Excerpts from a location annotation dataset:
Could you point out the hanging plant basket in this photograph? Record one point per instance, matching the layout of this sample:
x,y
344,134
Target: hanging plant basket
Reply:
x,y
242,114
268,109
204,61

» **WORK TO DO**
Copy out every line of the listing above, keeping each one word for word.

» **EXERCISE SOLUTION**
Could you point out the hanging plant basket in this photograph? Record one point per instance, matching the layout of this sample:
x,y
344,134
Target: hanging plant basket
Reply:
x,y
242,114
268,109
204,61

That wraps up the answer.